## INSTRUCTIONS TO FOLLOW
Your task is to reproduce, verbatim and without pictures, the lines from the opening of the listing through the line containing "[[47, 19], [3, 389]]".

DATA TO PROCESS: Begin

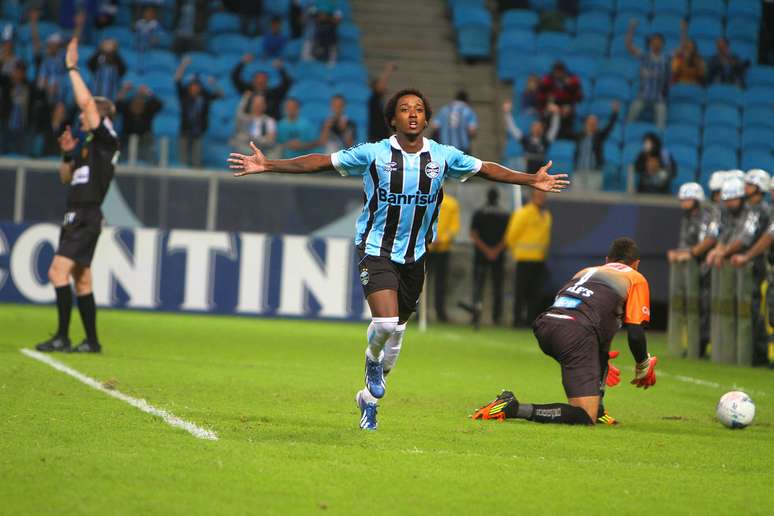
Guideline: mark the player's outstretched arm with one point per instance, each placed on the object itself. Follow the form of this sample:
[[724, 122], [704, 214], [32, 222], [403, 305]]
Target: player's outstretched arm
[[81, 92], [244, 165], [541, 180]]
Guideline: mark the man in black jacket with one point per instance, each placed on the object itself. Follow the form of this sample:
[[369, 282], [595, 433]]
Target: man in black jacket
[[589, 151], [259, 85]]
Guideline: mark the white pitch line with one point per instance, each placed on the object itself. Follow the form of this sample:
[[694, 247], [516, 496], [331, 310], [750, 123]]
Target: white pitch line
[[168, 417]]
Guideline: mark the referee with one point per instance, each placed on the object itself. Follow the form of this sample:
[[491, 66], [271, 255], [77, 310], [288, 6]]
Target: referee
[[88, 169]]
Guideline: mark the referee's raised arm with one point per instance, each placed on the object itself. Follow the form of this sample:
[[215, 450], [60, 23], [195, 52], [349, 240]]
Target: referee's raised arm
[[83, 97]]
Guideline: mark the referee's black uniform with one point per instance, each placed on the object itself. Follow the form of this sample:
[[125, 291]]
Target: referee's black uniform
[[93, 167], [93, 170]]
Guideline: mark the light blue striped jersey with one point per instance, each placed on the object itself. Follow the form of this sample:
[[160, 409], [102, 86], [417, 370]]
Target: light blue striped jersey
[[454, 120], [403, 192]]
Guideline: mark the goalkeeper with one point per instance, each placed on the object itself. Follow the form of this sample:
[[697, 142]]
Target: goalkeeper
[[577, 331]]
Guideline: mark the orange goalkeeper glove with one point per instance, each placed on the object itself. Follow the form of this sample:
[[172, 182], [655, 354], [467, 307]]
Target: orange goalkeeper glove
[[613, 373], [645, 373]]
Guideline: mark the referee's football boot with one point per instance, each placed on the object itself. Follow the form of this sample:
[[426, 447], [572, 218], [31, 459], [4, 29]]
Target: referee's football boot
[[55, 343], [367, 412], [87, 346], [496, 408], [374, 377]]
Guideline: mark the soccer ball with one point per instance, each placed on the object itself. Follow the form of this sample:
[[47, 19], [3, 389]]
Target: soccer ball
[[735, 409]]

DATA TO PROCESS: End

## EXERCISE ANSWER
Guideline: mark the player's outstretched arm with one point per instance, each placed on the object itself. Follow the form of this sample:
[[724, 122], [704, 214], [32, 222], [403, 305]]
Target: player's outstretched arm
[[81, 92], [244, 165], [541, 180]]
Guideline: mark the man in black jacket with one point per instance, each placed on the object itself. Follow the form of this sample:
[[369, 282], [595, 433]]
Target: man in black jacket
[[589, 151], [259, 85]]
Guideline: mark the white pitch line with one point per instance, each placed on the object itself. Follow the form of this sample:
[[694, 247], [516, 496], [331, 310], [750, 123]]
Target: white pitch line
[[168, 417]]
Guideline: mark the referee with one point per instance, each placed on the object itself. Follow the form of this sample:
[[491, 66], [271, 255], [77, 310], [288, 6]]
Target: referee
[[88, 169]]
Guideline: mark the referee's raised arm with one point per instance, each placed on the object itself. Follow the form of this sample:
[[215, 450], [60, 23], [195, 52], [349, 240]]
Target: referee's raised arm
[[83, 97]]
Guideline: mark the referee's black uniform with one point per instance, each placed on the object itself. Follow the form of this sample:
[[125, 291]]
Target: referee's black uniform
[[93, 167], [93, 170]]
Guideline: mark the light blue striped jersey with one point per instance, each placed on the object itself. Follow the form of this sample:
[[160, 409], [102, 86], [417, 370]]
Target: light blue striped jersey
[[454, 120], [403, 192]]
Guideline: mark the goalkeeper with one point per instance, each placed on the object itself. Follow the form of this sample:
[[697, 142]]
Target: goalkeeper
[[577, 331]]
Guideline: mark the orange goalkeeper glove with one point per instance, each placed on the object itself. Follow the form of this sample:
[[172, 182], [655, 354], [467, 307]]
Target: orange goalkeeper glove
[[613, 373], [645, 373]]
Guideline: mark the referee's football boot with one point per instance, each placed on the object itself. Follow the form of this sample:
[[426, 447], [572, 218], [31, 459], [4, 29]]
Target: referee's football boot
[[55, 343], [367, 412], [87, 346], [496, 408], [374, 377]]
Guideline: mark the soccer ball with one point per instance, each placed on the object itself. Follow the form of this sample:
[[47, 19], [3, 389]]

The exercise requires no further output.